### Supplied passage
——

Fort Bliss colonel on the front lines helping soldiers with PTSD
Tens of thousands of Fort Bliss soldiers have deployed to the Middle East over the past decade and many are still deploying.
It’s estimated between 10 to 25 percent of them return with some form of Post Traumatic Stress Disorder. A lot has been learned about treating soldiers for PTSD since the war began.
“Whatever we do, the more we do it, the better we get at it,” said Lt. Col. Anthony Bonfiglio, Deputy Chief of Behavioral Health at Fort Bliss.
Bonfiglio is on the front lines helping soldiers deal with PTSD. “In general, when looking at PTSD, we have three primary therapy modalities that we’re using.”
With 12 different clinics, and staff now totaling almost 200 at Fort Bliss, those approaches include EMDR, or Eye Movement Desensitization and Reprocessing, which involves shining light in the patient’s eyes to replicate a dreamlike state.
“They’ll focus on that particular event and hold it in their mind and acknowledge and experience the emotions – internal triggers they’re having,” Bonfiglio said.
Another approach is PE, or Prolonged Exposure.
“They relive that story in a safe environment then it becomes not quite as traumatic,” he said.
The third approach is Cognitive Behavioral Therapy.
“Where we really focus on thoughts and how thoughts are connected,” Bonfiglio said.
With one to nearly three out of 10 coming home with some form of PTSD, he said the biggest challenge is getting soldiers to seek help.
“We can promote all we want,” Bonfiglio said. “But they have to feel comfortable enough.”
Bonfiglio said the Army has made great progress in that area.

——

### Problem 1
According to the Fort Bliss article, how many clinics does Fort Bliss have?
### Problem 2
Can you condense the paragraph of the Fort Bliss article that begins "With 12 different clinics" into one shorter sentence that keeps its main facts?
### Problem 3
Print the part of the Fort Bliss article that opens with the words containing "Another approach is" and closes with "Cognitive Behavioral Therapy.".
Answer from the Fort Bliss article alone.

### Provided records
——

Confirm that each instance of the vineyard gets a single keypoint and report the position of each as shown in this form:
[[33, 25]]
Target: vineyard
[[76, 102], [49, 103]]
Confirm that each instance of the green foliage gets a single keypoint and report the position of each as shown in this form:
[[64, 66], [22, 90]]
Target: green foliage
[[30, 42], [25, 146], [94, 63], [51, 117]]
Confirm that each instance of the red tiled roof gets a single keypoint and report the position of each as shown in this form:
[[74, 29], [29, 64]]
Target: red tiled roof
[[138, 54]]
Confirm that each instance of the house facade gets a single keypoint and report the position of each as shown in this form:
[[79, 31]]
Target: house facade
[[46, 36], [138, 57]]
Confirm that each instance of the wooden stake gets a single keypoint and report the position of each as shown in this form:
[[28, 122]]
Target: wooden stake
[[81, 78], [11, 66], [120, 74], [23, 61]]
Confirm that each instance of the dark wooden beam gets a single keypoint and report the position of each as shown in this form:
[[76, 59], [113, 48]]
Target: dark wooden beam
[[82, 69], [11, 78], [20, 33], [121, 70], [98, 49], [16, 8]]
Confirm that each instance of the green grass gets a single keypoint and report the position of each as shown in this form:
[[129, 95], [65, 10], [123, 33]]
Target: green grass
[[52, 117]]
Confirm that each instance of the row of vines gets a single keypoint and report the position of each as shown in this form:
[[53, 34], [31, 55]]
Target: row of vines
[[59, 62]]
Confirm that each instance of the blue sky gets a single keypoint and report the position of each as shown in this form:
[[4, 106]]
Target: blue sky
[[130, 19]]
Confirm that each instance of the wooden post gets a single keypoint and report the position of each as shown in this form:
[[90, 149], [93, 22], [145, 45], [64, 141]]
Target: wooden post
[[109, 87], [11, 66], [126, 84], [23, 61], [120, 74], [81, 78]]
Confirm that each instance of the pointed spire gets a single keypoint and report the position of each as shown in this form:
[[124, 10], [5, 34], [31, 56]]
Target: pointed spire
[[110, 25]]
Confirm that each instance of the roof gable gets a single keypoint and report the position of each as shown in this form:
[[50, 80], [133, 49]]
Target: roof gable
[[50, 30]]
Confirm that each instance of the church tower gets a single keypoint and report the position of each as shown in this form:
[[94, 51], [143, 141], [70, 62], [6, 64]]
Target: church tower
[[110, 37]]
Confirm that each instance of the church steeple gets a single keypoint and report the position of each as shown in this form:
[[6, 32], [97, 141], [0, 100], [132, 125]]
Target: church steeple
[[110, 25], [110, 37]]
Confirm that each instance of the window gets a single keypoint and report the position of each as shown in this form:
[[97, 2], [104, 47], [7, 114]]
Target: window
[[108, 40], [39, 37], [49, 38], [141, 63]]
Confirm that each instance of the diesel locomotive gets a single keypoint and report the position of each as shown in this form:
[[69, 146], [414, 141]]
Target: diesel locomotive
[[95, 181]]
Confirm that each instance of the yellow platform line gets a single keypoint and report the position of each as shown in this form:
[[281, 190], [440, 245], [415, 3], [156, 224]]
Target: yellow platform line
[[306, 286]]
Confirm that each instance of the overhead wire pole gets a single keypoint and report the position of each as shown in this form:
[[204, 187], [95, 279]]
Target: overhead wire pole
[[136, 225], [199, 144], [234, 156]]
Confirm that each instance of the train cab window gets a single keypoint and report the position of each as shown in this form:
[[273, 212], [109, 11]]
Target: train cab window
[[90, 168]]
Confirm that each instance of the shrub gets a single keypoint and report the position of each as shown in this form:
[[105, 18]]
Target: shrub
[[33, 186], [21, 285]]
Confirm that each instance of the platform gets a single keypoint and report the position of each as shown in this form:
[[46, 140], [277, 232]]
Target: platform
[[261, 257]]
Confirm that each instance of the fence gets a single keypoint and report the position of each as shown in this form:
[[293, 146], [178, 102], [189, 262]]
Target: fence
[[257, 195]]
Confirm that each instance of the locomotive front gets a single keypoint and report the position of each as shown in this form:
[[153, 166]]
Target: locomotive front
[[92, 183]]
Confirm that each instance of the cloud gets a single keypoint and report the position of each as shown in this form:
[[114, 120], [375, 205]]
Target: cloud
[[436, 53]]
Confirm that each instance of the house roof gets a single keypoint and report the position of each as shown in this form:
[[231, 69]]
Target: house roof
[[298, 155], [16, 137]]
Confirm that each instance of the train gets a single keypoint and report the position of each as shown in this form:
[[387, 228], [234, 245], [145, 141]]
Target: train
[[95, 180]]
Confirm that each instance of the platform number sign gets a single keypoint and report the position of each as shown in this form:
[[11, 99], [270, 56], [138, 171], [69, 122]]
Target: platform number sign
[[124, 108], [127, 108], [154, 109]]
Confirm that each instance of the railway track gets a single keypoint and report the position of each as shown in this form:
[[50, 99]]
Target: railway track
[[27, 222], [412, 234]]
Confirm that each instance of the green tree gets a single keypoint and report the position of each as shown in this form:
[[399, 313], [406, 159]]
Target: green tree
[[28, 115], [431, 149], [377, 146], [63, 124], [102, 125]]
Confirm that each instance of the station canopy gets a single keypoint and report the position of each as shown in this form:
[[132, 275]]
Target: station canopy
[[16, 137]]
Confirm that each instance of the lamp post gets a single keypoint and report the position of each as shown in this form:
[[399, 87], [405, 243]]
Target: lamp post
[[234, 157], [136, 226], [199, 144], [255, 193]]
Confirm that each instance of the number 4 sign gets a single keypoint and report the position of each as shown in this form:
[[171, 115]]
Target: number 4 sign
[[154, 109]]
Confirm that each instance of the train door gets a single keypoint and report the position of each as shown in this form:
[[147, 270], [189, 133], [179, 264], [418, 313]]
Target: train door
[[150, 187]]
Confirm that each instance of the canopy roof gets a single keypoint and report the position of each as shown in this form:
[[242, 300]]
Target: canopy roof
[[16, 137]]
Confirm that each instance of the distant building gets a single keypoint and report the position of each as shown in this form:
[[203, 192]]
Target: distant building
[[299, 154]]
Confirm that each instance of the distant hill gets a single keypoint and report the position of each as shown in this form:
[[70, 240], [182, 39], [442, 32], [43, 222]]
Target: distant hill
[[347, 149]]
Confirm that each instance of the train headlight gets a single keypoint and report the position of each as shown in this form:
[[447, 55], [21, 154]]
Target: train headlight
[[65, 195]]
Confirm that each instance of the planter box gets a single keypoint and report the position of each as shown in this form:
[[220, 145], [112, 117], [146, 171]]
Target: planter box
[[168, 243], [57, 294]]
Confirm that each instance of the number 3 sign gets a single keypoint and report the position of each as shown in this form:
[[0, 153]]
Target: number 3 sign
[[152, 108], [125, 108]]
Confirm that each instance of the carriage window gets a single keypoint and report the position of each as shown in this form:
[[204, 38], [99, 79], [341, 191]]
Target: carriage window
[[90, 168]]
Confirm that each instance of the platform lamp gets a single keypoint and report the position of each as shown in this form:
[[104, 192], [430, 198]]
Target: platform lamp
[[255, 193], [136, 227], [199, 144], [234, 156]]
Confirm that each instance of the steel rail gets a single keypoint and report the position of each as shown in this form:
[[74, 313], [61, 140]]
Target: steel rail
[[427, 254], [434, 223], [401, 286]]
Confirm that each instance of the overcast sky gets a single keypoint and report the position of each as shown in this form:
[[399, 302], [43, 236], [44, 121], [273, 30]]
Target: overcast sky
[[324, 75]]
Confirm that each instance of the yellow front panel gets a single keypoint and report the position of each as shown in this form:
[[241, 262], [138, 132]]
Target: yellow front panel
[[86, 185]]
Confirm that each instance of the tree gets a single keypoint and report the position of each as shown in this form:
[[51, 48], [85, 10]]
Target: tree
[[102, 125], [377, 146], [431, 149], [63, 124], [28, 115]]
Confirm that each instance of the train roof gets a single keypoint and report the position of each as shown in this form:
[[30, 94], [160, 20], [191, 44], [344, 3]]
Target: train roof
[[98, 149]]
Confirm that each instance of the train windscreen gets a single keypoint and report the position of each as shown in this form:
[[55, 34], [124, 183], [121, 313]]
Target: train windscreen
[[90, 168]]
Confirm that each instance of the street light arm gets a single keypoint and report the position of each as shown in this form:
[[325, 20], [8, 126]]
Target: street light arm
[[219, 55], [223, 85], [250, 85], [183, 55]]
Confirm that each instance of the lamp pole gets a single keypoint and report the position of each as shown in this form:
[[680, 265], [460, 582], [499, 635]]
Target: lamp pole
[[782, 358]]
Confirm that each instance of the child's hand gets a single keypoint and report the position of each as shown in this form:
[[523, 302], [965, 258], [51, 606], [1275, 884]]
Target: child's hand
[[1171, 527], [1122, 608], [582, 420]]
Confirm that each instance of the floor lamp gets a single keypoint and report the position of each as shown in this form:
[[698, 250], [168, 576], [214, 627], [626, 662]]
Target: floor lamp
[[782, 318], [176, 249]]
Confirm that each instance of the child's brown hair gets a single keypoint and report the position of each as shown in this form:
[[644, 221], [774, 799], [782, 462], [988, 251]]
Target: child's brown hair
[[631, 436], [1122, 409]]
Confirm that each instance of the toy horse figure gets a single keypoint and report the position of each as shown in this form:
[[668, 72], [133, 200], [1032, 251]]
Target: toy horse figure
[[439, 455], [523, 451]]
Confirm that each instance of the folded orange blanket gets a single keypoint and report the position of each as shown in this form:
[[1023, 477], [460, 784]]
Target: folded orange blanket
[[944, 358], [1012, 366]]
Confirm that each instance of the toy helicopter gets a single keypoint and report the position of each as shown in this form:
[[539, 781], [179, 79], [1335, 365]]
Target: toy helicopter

——

### Task output 1
12

### Task output 2
Fort Bliss has 12 clinics and nearly 200 staff, and its approaches include EMDR (Eye Movement Desensitization and Reprocessing), which shines light in the patient's eyes to replicate a dreamlike state.

### Task output 3
Another approach is PE, or Prolonged Exposure.
“They relive that story in a safe environment then it becomes not quite as traumatic,” he said.
The third approach is Cognitive Behavioral Therapy.